PASAJE CITADO
Aún recuerdo la profunda desazón que sentí hace quince años cuando llegué por primera vez a Lhasa, la capital del Tíbet. Las autoridades chinas habían hecho desaparecer los jardines frontales del Palacio Potala para colocar en su lugar una plaza de grandes baldosones coronada por un avión de guerra. Todo un símbolo del expolio y la opresión que el régimen de Beijing articula en la llamada región autónoma. A dos kilómetros de allí, en el palacio Norbulingka, tuvo lugar hace exactamente medio siglo una vasta revuelta contra la ocupación china.

Las promesas iniciales de las autoridades comunistas, que habían asegurado que iban a respetar la autonomía política y cultural de la población local, se habían ido desvaneciendo al tiempo en que aumentaba la represión armada. Habían llegado nueve años antes, en 1950, tras la victoria de Mao Zedong sobre Chiang Kai-chek. Y en 1951 hicieron oficial la anexión del Tíbet a la República Popular China.

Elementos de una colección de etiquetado
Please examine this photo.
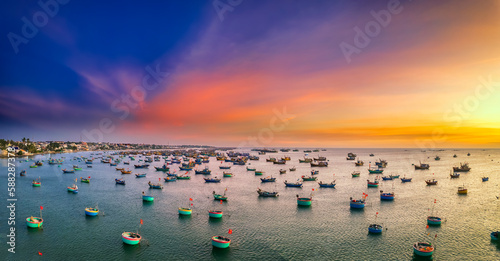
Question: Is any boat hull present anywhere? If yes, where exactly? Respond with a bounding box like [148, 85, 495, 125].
[26, 218, 43, 228]
[427, 218, 441, 226]
[85, 209, 99, 217]
[212, 237, 231, 248]
[122, 232, 141, 245]
[179, 208, 193, 216]
[142, 196, 155, 202]
[208, 211, 222, 218]
[297, 198, 312, 206]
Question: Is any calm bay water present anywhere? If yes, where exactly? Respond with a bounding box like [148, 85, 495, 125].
[0, 149, 500, 260]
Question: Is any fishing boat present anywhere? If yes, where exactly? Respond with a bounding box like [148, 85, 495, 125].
[297, 194, 312, 206]
[368, 224, 383, 234]
[178, 208, 193, 216]
[368, 168, 384, 174]
[458, 186, 467, 195]
[212, 236, 231, 248]
[453, 163, 471, 172]
[68, 184, 78, 192]
[318, 180, 337, 188]
[194, 167, 212, 175]
[148, 181, 163, 189]
[366, 179, 379, 187]
[415, 162, 430, 169]
[490, 231, 500, 240]
[208, 210, 222, 218]
[425, 179, 437, 186]
[26, 216, 43, 228]
[31, 180, 42, 187]
[299, 157, 312, 163]
[380, 190, 395, 200]
[350, 197, 366, 208]
[122, 232, 142, 245]
[427, 216, 441, 226]
[85, 207, 99, 216]
[163, 177, 177, 182]
[301, 176, 317, 181]
[142, 191, 155, 202]
[285, 180, 302, 188]
[401, 177, 412, 183]
[212, 188, 227, 201]
[204, 177, 220, 183]
[260, 177, 276, 183]
[413, 242, 434, 256]
[309, 161, 328, 167]
[257, 188, 279, 197]
[155, 164, 170, 171]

LAS TAREAS
A. Responde estas preguntas según el pasaje sobre el Tíbet:
(i) ¿Qué colocaron las autoridades chinas en el lugar de los jardines frontales del Palacio Potala?
(ii) ¿En qué palacio tuvo lugar la revuelta contra la ocupación china?
(iii) ¿En qué año se hizo oficial la anexión del Tíbet a la República Popular China?
B. Prosigue el pasaje sobre el Tíbet a partir de su última oración.

RESPUESTAS POR TAREA
A.
(i) Una plaza de grandes baldosones coronada por un avión de guerra.
(ii) En el palacio Norbulingka.
(iii) En 1951.

B.
Ante el rumor de una inminente detención de Tenzin Gyatso, el XIV Dalai Lama, multitudes de tibetanos se congregaron a las puertas de la que era su residencia estival. La respuesta militar china resultó brutal. Sólo en Lhasa murieron diez mil personas. Unos seis mil monasterios fueron saqueados. Miles de ciudadanos terminaron en campos de reeducación y trabajo.

Más de cien mil tibetanos emprendieron el camino del exilio. Entre ellos se encontraba el Dalai Lama, apenas un niño en aquel entonces, que sentaría residencia junto al resto de su gobierno en la ciudad india de Darhamsala.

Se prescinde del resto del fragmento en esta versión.